- Your objective
Transcribe all of the data, leaving nothing out and changing nothing.

(Data items)
━━━━
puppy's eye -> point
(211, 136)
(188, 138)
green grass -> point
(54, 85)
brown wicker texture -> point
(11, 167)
━━━━
- Task answer
puppy's eye -> point
(211, 136)
(188, 138)
green grass -> point
(54, 85)
brown wicker texture -> point
(11, 167)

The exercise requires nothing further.